━━━ Text section
# 2TB Hard Drive?



## Guphanti (Sep 18, 2019)

Is there any word what model 2TB hard drive is inside the TiVo Edge? For those of us with other TiVos looking to upgrade hard drives, at this point, the largest 2.5" PMR hard drive on the market that I'm aware of is 1TB.


----------



## JoeKustra (Dec 7, 2012)

Guphanti said:


> Is there any word what model 2TB hard drive is inside the TiVo Edge? For those of us with other TiVos looking to upgrade hard drives, at this point, the largest 2.5" PMR hard drive on the market that I'm aware of is 1TB.


So far no member has posted that they opened the box. Sure would love to see a picture.


----------



## BigJimOutlaw (Mar 21, 2004)

From the FCC filing, they're using Seagate ST2000VT000. It's SMR but video-rated. They're using the 500GB version in the same family for the OTA unit.
━━━━━━
━━━ Listing
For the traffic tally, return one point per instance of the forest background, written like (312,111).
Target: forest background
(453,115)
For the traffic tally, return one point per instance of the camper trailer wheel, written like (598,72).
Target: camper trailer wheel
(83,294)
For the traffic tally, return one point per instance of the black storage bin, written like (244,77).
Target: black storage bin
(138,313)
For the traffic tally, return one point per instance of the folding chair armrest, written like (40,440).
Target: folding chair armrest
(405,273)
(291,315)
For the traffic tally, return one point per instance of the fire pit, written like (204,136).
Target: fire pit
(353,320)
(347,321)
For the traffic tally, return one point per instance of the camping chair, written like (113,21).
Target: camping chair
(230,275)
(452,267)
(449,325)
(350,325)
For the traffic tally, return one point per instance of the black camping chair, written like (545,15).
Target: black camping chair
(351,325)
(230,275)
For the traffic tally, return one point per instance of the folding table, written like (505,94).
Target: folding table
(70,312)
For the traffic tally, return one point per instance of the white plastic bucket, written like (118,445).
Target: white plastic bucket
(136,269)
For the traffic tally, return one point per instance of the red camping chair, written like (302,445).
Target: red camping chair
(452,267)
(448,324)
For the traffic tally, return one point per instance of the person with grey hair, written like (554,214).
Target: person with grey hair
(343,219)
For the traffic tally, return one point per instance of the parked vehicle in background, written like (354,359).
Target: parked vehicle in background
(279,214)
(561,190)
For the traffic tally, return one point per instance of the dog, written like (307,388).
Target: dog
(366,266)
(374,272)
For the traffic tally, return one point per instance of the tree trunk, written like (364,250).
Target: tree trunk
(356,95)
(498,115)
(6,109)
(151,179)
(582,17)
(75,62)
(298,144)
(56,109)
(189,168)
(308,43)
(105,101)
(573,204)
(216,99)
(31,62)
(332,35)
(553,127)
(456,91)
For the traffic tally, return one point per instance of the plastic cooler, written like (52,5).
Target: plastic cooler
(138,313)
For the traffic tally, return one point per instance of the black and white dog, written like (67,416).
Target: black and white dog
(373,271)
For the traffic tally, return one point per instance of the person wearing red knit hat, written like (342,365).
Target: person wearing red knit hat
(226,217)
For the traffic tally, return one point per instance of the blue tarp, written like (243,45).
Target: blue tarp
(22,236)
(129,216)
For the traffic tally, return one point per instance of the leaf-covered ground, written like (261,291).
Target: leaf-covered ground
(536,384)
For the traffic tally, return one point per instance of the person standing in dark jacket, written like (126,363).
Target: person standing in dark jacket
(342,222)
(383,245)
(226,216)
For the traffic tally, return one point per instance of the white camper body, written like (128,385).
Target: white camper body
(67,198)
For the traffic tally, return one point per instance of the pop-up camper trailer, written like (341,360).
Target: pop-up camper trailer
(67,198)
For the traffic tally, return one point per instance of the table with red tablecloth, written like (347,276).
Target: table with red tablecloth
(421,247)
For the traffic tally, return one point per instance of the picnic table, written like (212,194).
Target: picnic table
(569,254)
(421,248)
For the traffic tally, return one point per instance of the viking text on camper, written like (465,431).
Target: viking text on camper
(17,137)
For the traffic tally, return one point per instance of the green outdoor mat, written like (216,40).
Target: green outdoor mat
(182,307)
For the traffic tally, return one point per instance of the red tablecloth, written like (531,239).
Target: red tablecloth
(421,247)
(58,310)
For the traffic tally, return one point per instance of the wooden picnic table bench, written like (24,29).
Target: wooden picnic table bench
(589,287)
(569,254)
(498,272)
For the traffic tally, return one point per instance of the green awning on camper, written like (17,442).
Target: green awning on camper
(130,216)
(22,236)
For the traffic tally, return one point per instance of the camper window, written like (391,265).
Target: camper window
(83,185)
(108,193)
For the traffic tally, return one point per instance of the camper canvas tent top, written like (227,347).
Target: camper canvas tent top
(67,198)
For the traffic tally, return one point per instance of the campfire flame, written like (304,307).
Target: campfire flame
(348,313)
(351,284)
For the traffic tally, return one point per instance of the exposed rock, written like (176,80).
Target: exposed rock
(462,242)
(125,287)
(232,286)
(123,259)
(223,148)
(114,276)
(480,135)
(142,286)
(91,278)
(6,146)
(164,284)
━━━━━━
● Goals:
**1.** Using the TiVo Edge hard drive thread, decide whether each statement agrees with it, answering yes or no and quoting the words that settle it: (a) The Edge uses a Seagate ST2000VT000 drive. (b) The 2TB drive in the Edge is a PMR drive. (c) A member had already posted about opening the box.
**2.** Carry the TiVo Edge hard drive thread forward with the next post after its last one.

● Solved problems:
**1.**
(a) Yes: "From the FCC filing, they're using Seagate ST2000VT000."
(b) No: "It's SMR but video-rated."
(c) No: "So far no member has posted that they opened the box."

**2.**
----------



## BobCamp1 (May 15, 2002)

BigJimOutlaw said:


> From the FCC filing, they're using Seagate ST2000VT000. It's SMR but video-rated. They're using the 500GB version in the same family for the OTA unit.


There's nothing special about video rated hard drives. Seagate claims their AFR is 0.55% with workloads of < 180 TB/year at 25 deg. C.

I've been poking around to see what 2 TB would replace the one in my Bolt if/when it dies, and have discovered that pretty much all new 2.5" drives are SMR.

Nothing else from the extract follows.